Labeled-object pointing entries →

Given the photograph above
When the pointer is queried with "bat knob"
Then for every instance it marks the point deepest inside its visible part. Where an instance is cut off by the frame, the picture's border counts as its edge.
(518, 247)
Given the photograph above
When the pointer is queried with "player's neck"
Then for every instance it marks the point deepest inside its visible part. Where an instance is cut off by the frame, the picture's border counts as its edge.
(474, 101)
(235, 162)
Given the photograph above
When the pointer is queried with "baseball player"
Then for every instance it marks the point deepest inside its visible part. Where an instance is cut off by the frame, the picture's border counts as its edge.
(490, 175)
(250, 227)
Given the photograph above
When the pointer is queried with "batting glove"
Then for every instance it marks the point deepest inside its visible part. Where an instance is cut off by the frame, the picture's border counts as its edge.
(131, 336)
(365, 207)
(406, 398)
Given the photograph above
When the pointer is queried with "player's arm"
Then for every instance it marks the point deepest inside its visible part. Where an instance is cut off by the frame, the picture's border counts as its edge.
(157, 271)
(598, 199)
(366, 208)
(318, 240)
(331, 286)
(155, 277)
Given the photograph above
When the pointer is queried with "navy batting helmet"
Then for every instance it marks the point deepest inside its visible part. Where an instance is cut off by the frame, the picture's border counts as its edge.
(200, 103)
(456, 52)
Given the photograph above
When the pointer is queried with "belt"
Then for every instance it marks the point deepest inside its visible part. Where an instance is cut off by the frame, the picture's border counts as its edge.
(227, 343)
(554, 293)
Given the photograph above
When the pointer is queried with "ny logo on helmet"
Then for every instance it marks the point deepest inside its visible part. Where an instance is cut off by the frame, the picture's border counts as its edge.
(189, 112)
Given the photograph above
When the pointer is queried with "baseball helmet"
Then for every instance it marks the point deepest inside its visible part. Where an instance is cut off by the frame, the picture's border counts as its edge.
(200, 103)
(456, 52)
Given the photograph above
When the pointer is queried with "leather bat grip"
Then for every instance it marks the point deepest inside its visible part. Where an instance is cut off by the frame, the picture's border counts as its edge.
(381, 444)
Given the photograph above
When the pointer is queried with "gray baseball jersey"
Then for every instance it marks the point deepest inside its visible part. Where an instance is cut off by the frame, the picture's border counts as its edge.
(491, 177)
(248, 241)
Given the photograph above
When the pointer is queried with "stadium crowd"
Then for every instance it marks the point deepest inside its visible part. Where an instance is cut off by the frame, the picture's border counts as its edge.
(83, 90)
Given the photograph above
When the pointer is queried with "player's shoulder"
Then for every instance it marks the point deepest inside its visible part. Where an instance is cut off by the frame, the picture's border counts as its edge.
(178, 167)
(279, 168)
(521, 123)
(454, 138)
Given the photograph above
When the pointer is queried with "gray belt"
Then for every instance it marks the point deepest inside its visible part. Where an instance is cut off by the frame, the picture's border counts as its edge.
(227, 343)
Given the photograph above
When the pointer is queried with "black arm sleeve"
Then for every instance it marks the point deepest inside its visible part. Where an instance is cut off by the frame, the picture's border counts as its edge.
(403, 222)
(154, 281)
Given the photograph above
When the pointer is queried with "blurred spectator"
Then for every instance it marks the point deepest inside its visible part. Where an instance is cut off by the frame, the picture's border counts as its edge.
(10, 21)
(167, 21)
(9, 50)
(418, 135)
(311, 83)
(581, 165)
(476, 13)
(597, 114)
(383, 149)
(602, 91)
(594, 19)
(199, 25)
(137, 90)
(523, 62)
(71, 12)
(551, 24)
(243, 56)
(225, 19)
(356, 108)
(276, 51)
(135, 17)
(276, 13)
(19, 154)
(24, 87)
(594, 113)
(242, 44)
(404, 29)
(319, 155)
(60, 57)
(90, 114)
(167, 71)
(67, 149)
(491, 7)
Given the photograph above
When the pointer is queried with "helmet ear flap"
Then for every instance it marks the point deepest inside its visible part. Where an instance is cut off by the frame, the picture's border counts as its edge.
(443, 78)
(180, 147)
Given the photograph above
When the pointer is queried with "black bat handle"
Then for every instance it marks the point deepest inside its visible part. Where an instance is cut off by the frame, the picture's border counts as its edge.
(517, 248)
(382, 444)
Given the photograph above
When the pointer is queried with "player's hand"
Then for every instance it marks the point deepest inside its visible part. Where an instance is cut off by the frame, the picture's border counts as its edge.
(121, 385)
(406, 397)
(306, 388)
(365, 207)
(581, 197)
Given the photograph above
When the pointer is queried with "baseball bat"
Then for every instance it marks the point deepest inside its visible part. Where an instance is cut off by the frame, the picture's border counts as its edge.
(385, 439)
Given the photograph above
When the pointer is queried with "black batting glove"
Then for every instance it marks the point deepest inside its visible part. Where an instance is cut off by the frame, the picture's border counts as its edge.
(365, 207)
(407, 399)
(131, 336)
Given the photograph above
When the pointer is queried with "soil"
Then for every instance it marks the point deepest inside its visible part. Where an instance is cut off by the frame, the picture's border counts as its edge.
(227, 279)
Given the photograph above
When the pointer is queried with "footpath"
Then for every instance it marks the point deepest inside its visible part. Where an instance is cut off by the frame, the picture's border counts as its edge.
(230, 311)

Problem to solve →
Quote the data in full, keeping each word unchanged.

Written solution →
Given the photograph above
When the pointer is queried with "bat knob"
Then for every instance it marks the point deepest inside its visible part. Where an instance is cut off by the frame, the picture's border counts as its edge.
(518, 247)
Given the photograph above
When the pointer is queried with "player's neck"
Then for every instance it marks the point deepest inside its visible part. Where an instance is cut off by the frame, the picture's border counts as its edge.
(474, 101)
(235, 162)
Given the photograph above
When the pointer is queried with "baseball player"
Then for every instance it marks the point deepest inside its visible part. Where an instance is cut off by the frame, the picture's border counts as its edge.
(490, 175)
(250, 227)
Given the photograph above
When the pointer is queried with "batting glove"
Then for every instance it marks the point deepest inside its visible part. Where an instance is cut off by the frame, the picture's border counts as its edge.
(131, 336)
(365, 207)
(406, 398)
Given the photograph above
When the pointer is queried with "player's arm"
Then for every instance it marks the point deepest inside its visible part. Where an instance is cut off by the frame, the picture's border counts as its edge.
(157, 271)
(598, 199)
(366, 208)
(318, 240)
(331, 286)
(155, 277)
Given the photograph above
When the pointer is queried with "navy batting helmet"
Then for every instance it marks the point deepest inside its visible part. Where an instance is cut off by the frame, the picture's border counts as its edge.
(200, 103)
(456, 52)
Given the photograph above
When the pointer is queried with "belt"
Then for every instance it marks the point deepest inside its visible part. Where an instance is cut off by the frame, the picture's border counts as its edge.
(227, 343)
(554, 293)
Given the photograph above
When the pointer is queried with "ny logo on helmet"
Then for every instance it marks the point deepest inside its visible part. Where an instance is cut off by the frame, the picture's border counts as its edge.
(189, 112)
Given the photograph above
When the pointer is queried with "baseball helmet"
Then for every instance it marks the point deepest inside its visible part. Where an instance is cut off by the frame, the picture's border counts as its edge.
(200, 103)
(456, 52)
Given the photograph above
When the pointer is queried with "leather bat grip"
Then for every instance it marks the point deepest inside its visible part. Where an instance is cut off by the frame, the picture's border counts as its edge.
(381, 444)
Given the photograph above
When the pointer is queried with "gray baseball jersey"
Then for every instance it marks the point deepest inside its visible part. Where an instance is cut off by the frame, the picture's border counts as its edge.
(491, 177)
(248, 241)
Given the photograph above
When the pointer is queried with "stadium crowd"
Then for every instance it marks the point deepest inside its visible part. Where an instance is cut off by the frame, the picture's border counts as its edge.
(83, 90)
Given the photograph above
When the pointer is queried with "player's shoulder"
Then for every instance it marks the point deepest inside its visible part. Where an instance is cut off by the frame, the picture's border counts as its edge.
(178, 167)
(279, 168)
(521, 123)
(454, 138)
Given the photograph above
When the pointer is queried with "gray belt"
Then for every instance it marks the point deepest inside its visible part. Where an instance is cut off by the frame, the picture's border counts as its edge.
(227, 343)
Given the photograph above
When the pointer is queried with "black arm sleeve"
Then for every instance it marks the point deepest inside its visible part. Where an instance is cut off by the frame, the picture's border counts as its edge.
(403, 222)
(154, 281)
Given the photograph above
When the pointer is queried with "blurred spectator"
Then for every instance it marks the point deepest inside its visible part. Where an instance is cut off by the frame, the picture's border counts as its edge.
(10, 21)
(167, 21)
(9, 50)
(418, 135)
(311, 83)
(581, 165)
(476, 13)
(597, 114)
(383, 149)
(602, 91)
(594, 19)
(199, 25)
(137, 90)
(523, 62)
(71, 12)
(551, 24)
(243, 56)
(225, 19)
(356, 108)
(276, 51)
(135, 17)
(276, 13)
(19, 154)
(24, 87)
(594, 113)
(242, 44)
(404, 29)
(319, 155)
(60, 57)
(90, 114)
(167, 71)
(67, 149)
(491, 7)
Given the photograph above
When the pointer is queried with "helmet ear flap"
Then for every instance it marks the point deepest inside its visible part. Where an instance is cut off by the frame, the picture's border counts as its edge.
(443, 78)
(180, 147)
Given the photograph above
When the pointer is queried with "black bat handle"
Then for every instance it marks the point deepest inside its visible part. Where an instance is cut off by the frame, the picture's border counts as its edge.
(517, 248)
(382, 444)
Given the photograph above
When the pointer is queried with "player's hand"
Then for every instance it marks the point deepest inside its visible part. Where an instance is cut off by the frame, the picture's border counts as its edge.
(121, 385)
(406, 397)
(306, 388)
(365, 207)
(581, 197)
Given the photograph above
When the pointer is queried with "baseball bat"
Then for every instance it marks the point deepest inside its visible part. Where an instance is cut off by the frame, the picture's border counts as its edge.
(385, 439)
Given the photograph above
When the pointer is queried with "black batting glove"
Then for every instance it marks the point deepest inside its visible part. Where an instance is cut off by the frame, the picture's border counts as its edge.
(365, 207)
(407, 399)
(131, 336)
Given the photograph above
When the pointer is queried with "soil"
Then for every instance it marks the point deepest inside its visible part. Where an instance is cut off by the frame, the picture's border counts as its edge.
(227, 279)
Given the photograph above
When the pointer is queried with "footpath"
Then for every instance it marks the point deepest inside its visible part. Where an instance is cut off by the frame, the picture's border counts as its edge.
(230, 311)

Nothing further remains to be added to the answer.